* УСЛОВИЕ ЗАДАНИЯ *
Выпишите все строки записей, в которых есть слово «positive».

* МАТЕРИАЛ ДЛЯ УПРАЖНЕНИЯ *
________

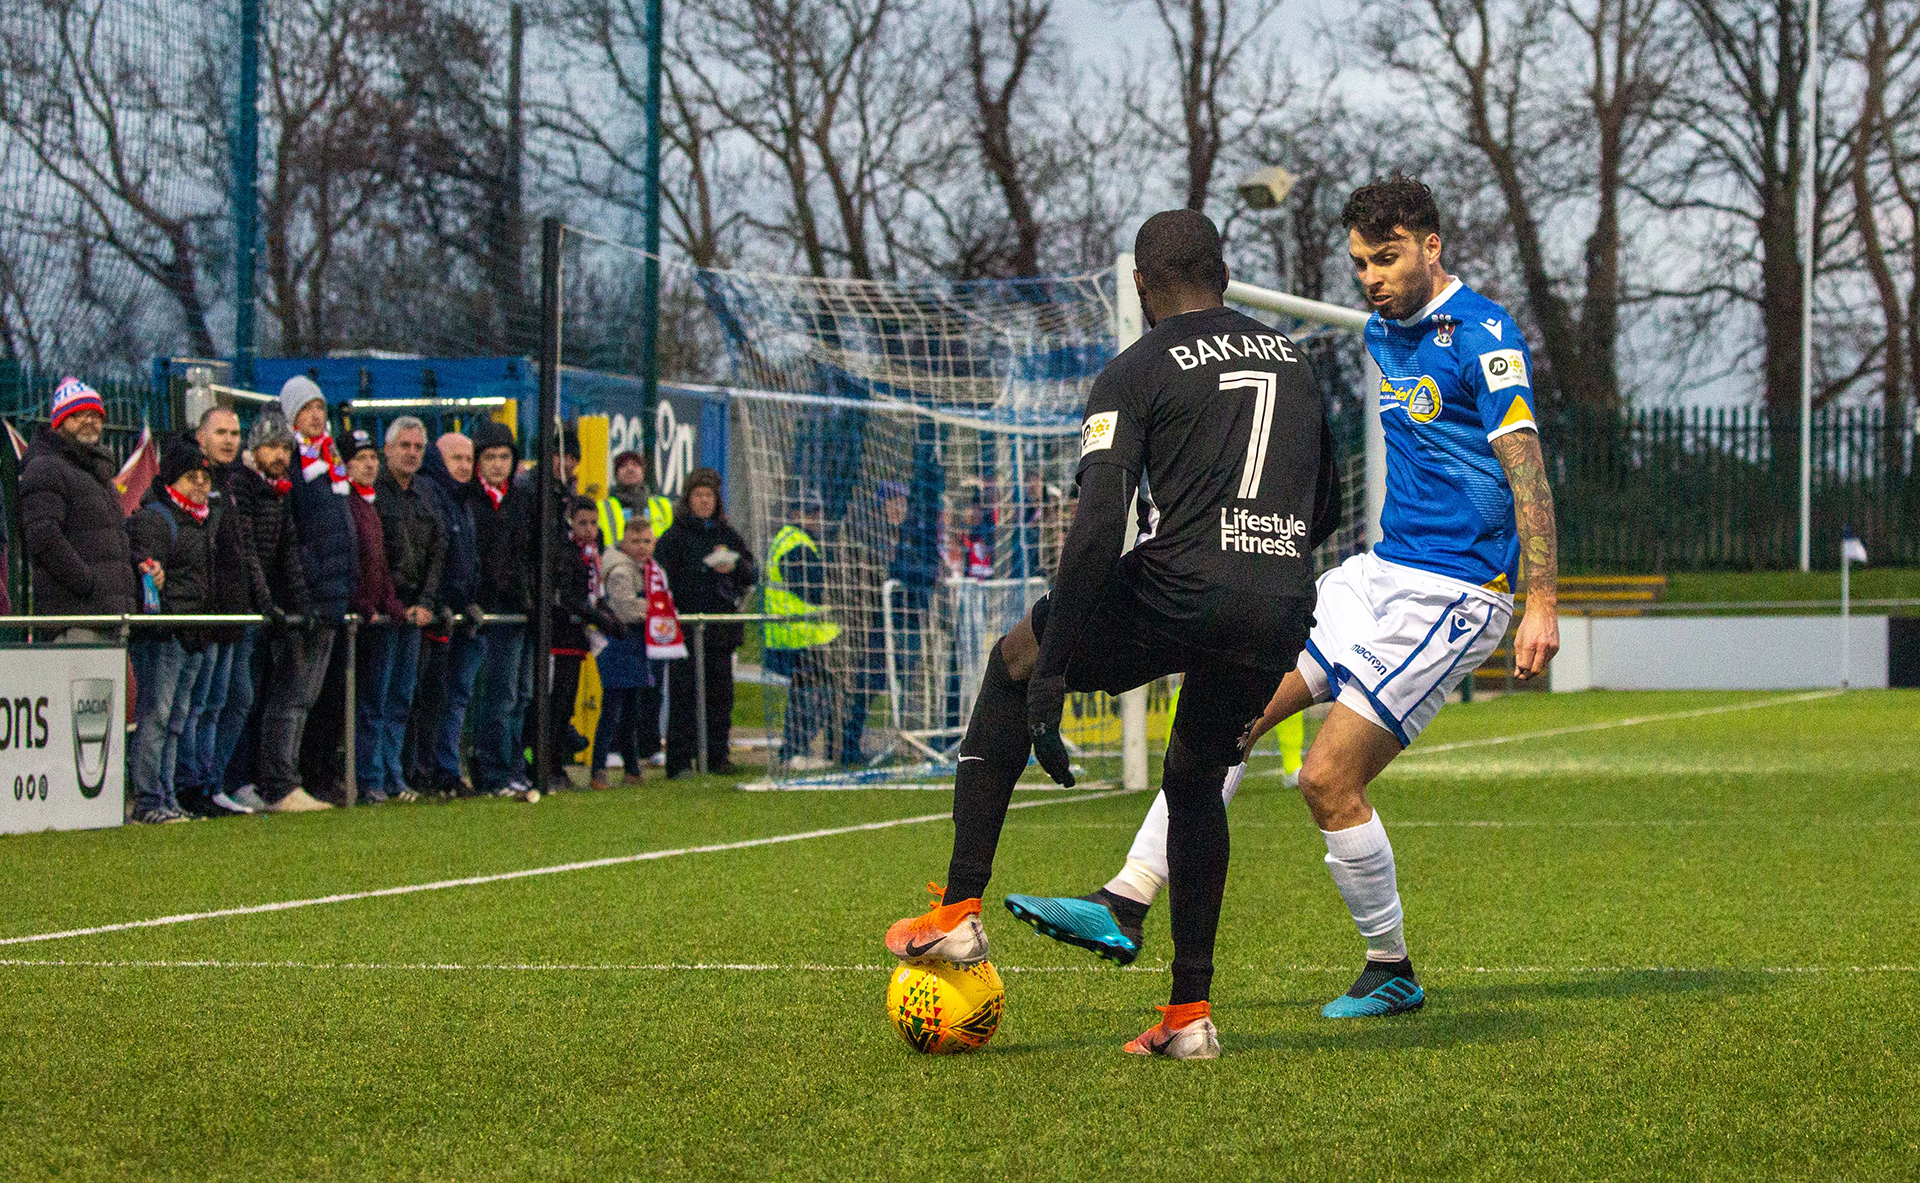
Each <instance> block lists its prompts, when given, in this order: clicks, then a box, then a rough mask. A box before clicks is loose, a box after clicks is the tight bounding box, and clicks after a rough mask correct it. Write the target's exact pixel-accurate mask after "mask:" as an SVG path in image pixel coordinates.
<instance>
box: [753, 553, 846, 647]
mask: <svg viewBox="0 0 1920 1183" xmlns="http://www.w3.org/2000/svg"><path fill="white" fill-rule="evenodd" d="M803 545H804V547H808V549H810V551H814V553H816V555H818V553H820V543H818V542H814V540H812V536H810V534H806V530H801V528H799V526H783V528H781V530H780V534H776V536H774V545H772V547H768V551H766V615H768V616H804V615H806V613H810V611H814V605H810V603H806V601H804V599H801V597H799V595H795V593H793V591H787V576H785V572H781V570H780V561H781V559H785V557H787V553H789V551H793V549H795V547H803ZM837 636H839V624H833V622H831V620H818V618H814V620H768V622H766V647H768V649H812V647H816V645H826V643H828V641H831V640H833V638H837Z"/></svg>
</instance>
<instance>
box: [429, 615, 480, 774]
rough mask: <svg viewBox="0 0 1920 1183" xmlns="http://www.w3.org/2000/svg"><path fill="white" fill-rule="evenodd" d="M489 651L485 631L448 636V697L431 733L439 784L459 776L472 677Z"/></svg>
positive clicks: (447, 662) (456, 632)
mask: <svg viewBox="0 0 1920 1183" xmlns="http://www.w3.org/2000/svg"><path fill="white" fill-rule="evenodd" d="M486 655H488V643H486V634H484V632H482V634H476V636H467V634H463V632H455V634H453V638H451V640H447V701H445V709H444V711H442V714H440V720H438V734H436V736H434V755H432V764H434V776H436V778H438V780H440V784H442V785H445V784H451V782H455V780H459V778H461V732H463V730H465V726H467V703H468V701H470V699H472V693H474V678H476V676H478V674H480V663H482V661H484V659H486Z"/></svg>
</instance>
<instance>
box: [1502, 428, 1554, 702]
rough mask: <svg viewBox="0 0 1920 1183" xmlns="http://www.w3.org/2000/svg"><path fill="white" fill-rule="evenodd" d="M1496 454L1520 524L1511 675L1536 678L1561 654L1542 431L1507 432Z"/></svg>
mask: <svg viewBox="0 0 1920 1183" xmlns="http://www.w3.org/2000/svg"><path fill="white" fill-rule="evenodd" d="M1494 455H1498V457H1500V467H1501V469H1505V472H1507V486H1509V488H1513V517H1515V519H1517V522H1519V528H1521V578H1523V582H1524V584H1526V615H1524V616H1521V628H1519V632H1517V634H1515V636H1513V676H1515V678H1519V680H1523V682H1524V680H1526V678H1534V676H1538V674H1544V672H1546V670H1548V663H1549V661H1553V655H1555V653H1559V536H1557V532H1555V526H1553V490H1551V488H1548V467H1546V459H1544V457H1542V453H1540V434H1538V432H1530V430H1519V432H1507V434H1505V436H1500V438H1498V440H1494Z"/></svg>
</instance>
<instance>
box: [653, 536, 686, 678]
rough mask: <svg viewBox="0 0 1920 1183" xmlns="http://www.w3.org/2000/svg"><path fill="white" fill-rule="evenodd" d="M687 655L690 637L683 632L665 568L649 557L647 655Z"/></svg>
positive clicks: (684, 655) (668, 655)
mask: <svg viewBox="0 0 1920 1183" xmlns="http://www.w3.org/2000/svg"><path fill="white" fill-rule="evenodd" d="M685 655H687V638H685V636H682V632H680V613H678V611H674V593H672V590H670V588H668V586H666V572H664V570H660V565H659V563H655V561H653V559H647V657H651V659H655V661H664V659H670V657H685Z"/></svg>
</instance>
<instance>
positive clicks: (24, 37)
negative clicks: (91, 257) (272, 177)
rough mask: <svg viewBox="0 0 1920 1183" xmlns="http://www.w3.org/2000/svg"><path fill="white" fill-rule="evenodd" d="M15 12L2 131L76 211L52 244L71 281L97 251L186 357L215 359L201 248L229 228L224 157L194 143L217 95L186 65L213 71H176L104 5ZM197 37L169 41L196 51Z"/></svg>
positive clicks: (46, 180) (5, 43) (135, 31)
mask: <svg viewBox="0 0 1920 1183" xmlns="http://www.w3.org/2000/svg"><path fill="white" fill-rule="evenodd" d="M10 10H12V12H10V21H8V25H10V27H8V35H6V36H4V38H0V40H4V48H0V127H6V131H8V133H10V134H12V136H13V140H15V142H19V144H23V146H25V148H27V154H29V156H31V159H33V167H35V169H36V173H38V177H40V179H42V181H44V182H48V184H52V186H56V188H58V192H60V194H63V198H65V205H67V207H69V209H71V217H69V219H67V223H65V225H63V227H60V229H50V232H52V234H56V236H58V238H65V242H67V244H71V246H73V248H75V250H77V252H79V254H77V255H75V257H73V263H71V265H73V267H79V265H81V261H83V255H86V254H88V252H94V250H102V252H108V254H109V255H113V257H117V259H121V261H125V263H129V265H131V267H132V269H134V271H136V273H138V275H142V277H146V278H148V280H152V282H156V284H159V288H161V290H163V292H165V294H167V296H169V300H171V302H173V305H175V309H177V313H179V321H180V328H182V330H184V334H186V344H188V348H190V350H192V351H196V353H204V355H207V353H213V350H215V346H213V332H211V330H209V326H207V313H209V298H207V292H205V282H207V269H205V261H204V254H205V248H204V238H205V236H207V234H209V232H211V230H213V229H217V227H223V225H225V221H223V217H221V215H223V207H225V204H223V200H221V198H223V182H225V154H223V150H221V146H219V144H217V142H207V138H205V136H204V134H200V133H202V119H200V115H202V104H204V102H205V96H217V94H221V84H219V77H217V75H215V73H213V69H211V65H204V67H196V65H192V61H196V60H198V61H213V60H215V58H213V56H211V54H209V52H205V50H207V44H204V42H198V44H194V48H196V50H200V54H196V56H188V58H186V60H179V58H175V56H171V54H167V46H169V40H161V36H156V35H152V33H150V31H144V29H129V27H127V25H125V21H119V19H117V17H119V13H117V12H115V6H109V4H108V0H13V2H12V4H10ZM215 25H217V23H215ZM194 29H196V27H194V25H190V23H188V25H186V27H184V29H169V31H165V36H167V38H171V40H173V42H177V44H179V42H186V40H194V38H196V33H194ZM142 35H148V36H146V40H142ZM180 48H184V44H182V46H180ZM108 298H109V300H111V298H113V296H111V294H108Z"/></svg>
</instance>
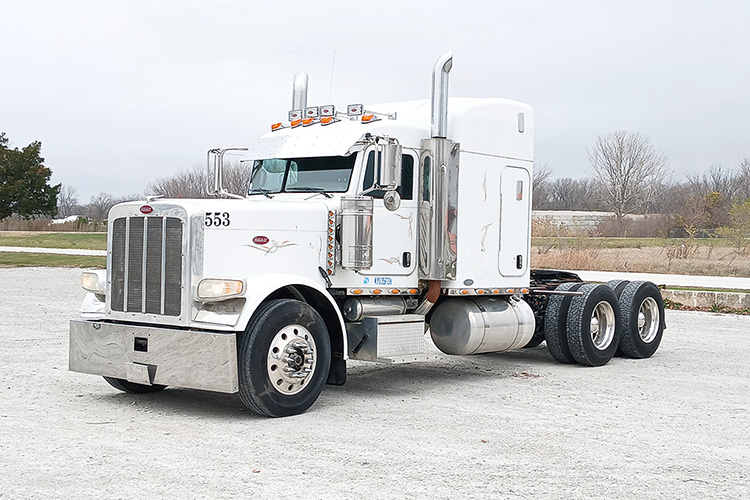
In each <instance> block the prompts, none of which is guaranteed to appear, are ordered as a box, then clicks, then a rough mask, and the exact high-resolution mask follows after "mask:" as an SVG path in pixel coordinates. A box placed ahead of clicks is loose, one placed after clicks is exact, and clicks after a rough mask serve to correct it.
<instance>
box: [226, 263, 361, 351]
mask: <svg viewBox="0 0 750 500" xmlns="http://www.w3.org/2000/svg"><path fill="white" fill-rule="evenodd" d="M286 287H294V288H296V289H307V290H309V291H311V292H312V293H314V294H315V295H316V297H318V298H319V300H320V301H323V302H324V303H325V304H326V305H328V306H330V307H329V308H327V311H325V313H326V314H324V311H318V313H319V314H320V315H321V316H323V319H326V320H327V321H326V323H327V324H328V326H329V330H330V329H331V326H332V324H331V323H333V324H335V326H337V327H338V331H329V334H330V335H338V336H340V338H341V342H342V343H343V355H344V357H345V359H346V357H347V353H348V352H349V349H348V346H347V338H346V326H345V325H344V317H343V316H342V315H341V311H340V310H339V307H338V305H337V304H336V301H335V300H334V299H333V297H332V296H331V294H330V293H328V290H326V289H325V288H324V287H323V286H322V285H320V284H319V283H317V282H316V281H314V280H312V279H309V278H306V277H304V276H299V275H293V274H267V275H263V276H258V277H255V278H253V280H252V282H249V283H248V284H247V290H246V292H245V294H244V298H245V306H244V307H243V308H242V312H241V314H240V317H239V319H238V320H237V324H236V327H235V328H236V330H237V331H241V330H245V328H247V325H248V323H249V322H250V319H251V318H252V316H253V314H254V313H255V311H256V310H257V309H258V307H259V306H260V305H261V304H262V303H263V302H265V301H266V299H268V297H270V296H272V295H274V294H275V293H276V292H277V291H279V290H282V289H284V288H286ZM302 295H303V296H305V298H306V299H307V296H306V294H305V293H302ZM308 302H309V300H308ZM331 315H333V317H332V318H331V317H330V316H331Z"/></svg>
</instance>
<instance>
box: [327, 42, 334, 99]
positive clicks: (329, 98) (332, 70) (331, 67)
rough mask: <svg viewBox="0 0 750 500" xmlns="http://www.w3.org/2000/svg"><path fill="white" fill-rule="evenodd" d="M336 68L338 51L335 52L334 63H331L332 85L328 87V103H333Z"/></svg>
mask: <svg viewBox="0 0 750 500" xmlns="http://www.w3.org/2000/svg"><path fill="white" fill-rule="evenodd" d="M335 67H336V51H335V50H334V51H333V62H332V63H331V85H330V87H328V102H332V101H331V94H332V93H333V70H334V68H335Z"/></svg>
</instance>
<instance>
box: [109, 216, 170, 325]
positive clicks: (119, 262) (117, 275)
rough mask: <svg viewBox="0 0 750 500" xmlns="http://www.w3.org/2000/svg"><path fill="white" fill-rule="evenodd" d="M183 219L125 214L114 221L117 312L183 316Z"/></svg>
mask: <svg viewBox="0 0 750 500" xmlns="http://www.w3.org/2000/svg"><path fill="white" fill-rule="evenodd" d="M182 233H183V225H182V221H181V220H180V219H178V218H175V217H122V218H119V219H115V221H114V222H113V224H112V265H111V283H112V291H111V295H112V298H111V307H112V310H113V311H121V312H135V313H148V314H159V315H165V316H179V315H180V314H181V312H182V307H181V305H182V299H181V297H182V295H181V294H182V269H183V264H182Z"/></svg>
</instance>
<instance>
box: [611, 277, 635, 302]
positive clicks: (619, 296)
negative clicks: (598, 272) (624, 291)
mask: <svg viewBox="0 0 750 500" xmlns="http://www.w3.org/2000/svg"><path fill="white" fill-rule="evenodd" d="M628 283H630V281H628V280H611V281H608V282H607V286H608V287H610V288H611V289H612V291H613V292H615V296H617V298H618V299H619V298H620V294H622V291H623V290H624V289H625V287H626V286H628Z"/></svg>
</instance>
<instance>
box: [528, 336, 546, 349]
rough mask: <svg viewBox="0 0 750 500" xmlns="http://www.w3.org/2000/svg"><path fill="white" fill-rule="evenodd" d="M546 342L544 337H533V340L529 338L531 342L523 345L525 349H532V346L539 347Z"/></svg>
mask: <svg viewBox="0 0 750 500" xmlns="http://www.w3.org/2000/svg"><path fill="white" fill-rule="evenodd" d="M542 342H544V337H543V336H542V337H531V340H529V343H528V344H526V345H525V346H523V348H524V349H531V348H532V347H537V346H538V345H539V344H541V343H542Z"/></svg>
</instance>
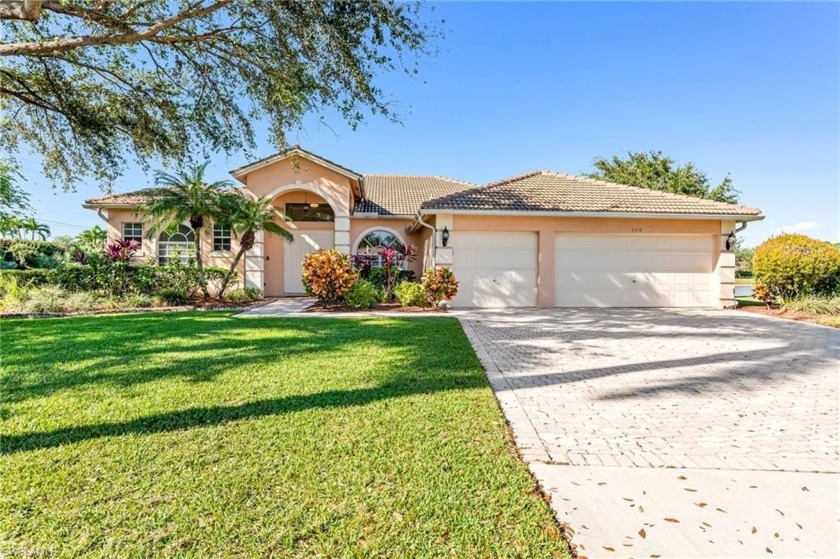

________

* РЕШЁННОЕ УПРАЖНЕНИЕ *
positive clicks: (447, 662) (456, 632)
positive clicks: (684, 655) (668, 655)
positive clicks: (24, 37)
positive clicks: (46, 180) (5, 43) (135, 31)
positive clicks: (329, 98) (332, 70) (331, 67)
positive clicks: (119, 262) (117, 275)
positive clicks: (619, 296)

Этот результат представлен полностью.